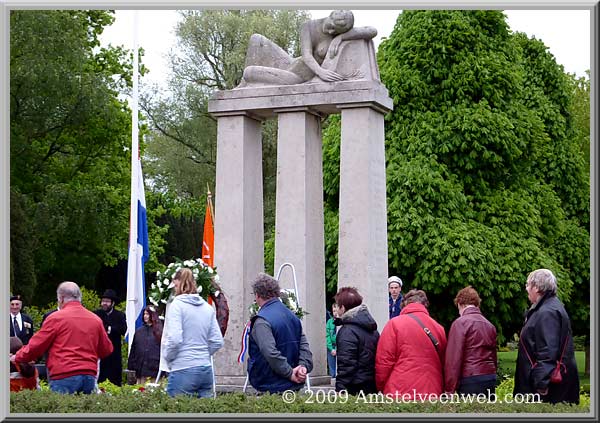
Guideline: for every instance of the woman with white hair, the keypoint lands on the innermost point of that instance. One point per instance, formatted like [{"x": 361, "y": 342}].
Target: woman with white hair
[{"x": 546, "y": 360}]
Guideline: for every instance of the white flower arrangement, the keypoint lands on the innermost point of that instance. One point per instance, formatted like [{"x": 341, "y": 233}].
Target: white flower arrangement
[
  {"x": 288, "y": 298},
  {"x": 161, "y": 291}
]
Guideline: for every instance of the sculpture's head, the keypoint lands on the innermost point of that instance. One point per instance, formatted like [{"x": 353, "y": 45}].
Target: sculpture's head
[{"x": 338, "y": 22}]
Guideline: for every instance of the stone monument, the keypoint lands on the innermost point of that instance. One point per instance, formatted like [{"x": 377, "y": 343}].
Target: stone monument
[{"x": 337, "y": 73}]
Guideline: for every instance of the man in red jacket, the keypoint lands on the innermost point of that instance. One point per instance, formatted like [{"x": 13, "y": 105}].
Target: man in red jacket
[
  {"x": 408, "y": 362},
  {"x": 74, "y": 338}
]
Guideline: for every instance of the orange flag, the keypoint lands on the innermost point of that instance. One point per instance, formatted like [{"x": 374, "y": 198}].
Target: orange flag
[{"x": 208, "y": 239}]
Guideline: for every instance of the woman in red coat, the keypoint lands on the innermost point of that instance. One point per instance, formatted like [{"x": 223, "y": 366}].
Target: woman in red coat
[{"x": 409, "y": 361}]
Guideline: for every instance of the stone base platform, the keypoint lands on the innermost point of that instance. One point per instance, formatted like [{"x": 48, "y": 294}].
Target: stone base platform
[{"x": 227, "y": 384}]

^^^^^^^^^^^^^^^^

WORK INSTRUCTION => Output each entry exactly. Skip the pictures.

COMPLETED TASK =>
Guideline: for every instance of the woman with white hair, the keypoint lands on the innermost point of that instance. One point per instance, formatted like [{"x": 361, "y": 342}].
Target: woman with white hair
[{"x": 546, "y": 360}]
Guideline: for every instance of the white flower arrangement, the keypoint lands on the innermost point of that instance. One point per instance, formatted like [{"x": 341, "y": 233}].
Target: white flower arrangement
[
  {"x": 288, "y": 298},
  {"x": 161, "y": 291}
]
Guideline: for every instance of the sculpture's head, the keypoint lands on the innermost point of that instance. One point per instance, formatted like [{"x": 353, "y": 45}].
Target: sculpture's head
[{"x": 338, "y": 22}]
Guideline: for every instance of the stone monument, the keypoint lands on the innermost point of that instance. One point per instance, formatted like [{"x": 377, "y": 343}].
Target: stone monument
[{"x": 337, "y": 73}]
Guideline: for every instance of the man in red jacket, the keypoint lands on the innermost point of that instance. One point per instance, formatted like [{"x": 13, "y": 105}].
Target: man in red jacket
[
  {"x": 408, "y": 362},
  {"x": 74, "y": 338}
]
Guideline: for every instance of the orange flag, the keypoint lands on the innermost point of that instance. One point per instance, formatted like [{"x": 374, "y": 198}].
Target: orange flag
[{"x": 208, "y": 239}]
Guideline: for every instance of the woman in red coat, the keypoint lands on the innermost point of that instance. One point per instance, formatted like [{"x": 223, "y": 366}].
Target: woman in red coat
[{"x": 409, "y": 361}]
Guideline: for every instance of the stone base platform, the keypoint lands on the innermost point of that instance. One point per instance, formatted like [{"x": 48, "y": 294}].
Target: stone base platform
[{"x": 227, "y": 384}]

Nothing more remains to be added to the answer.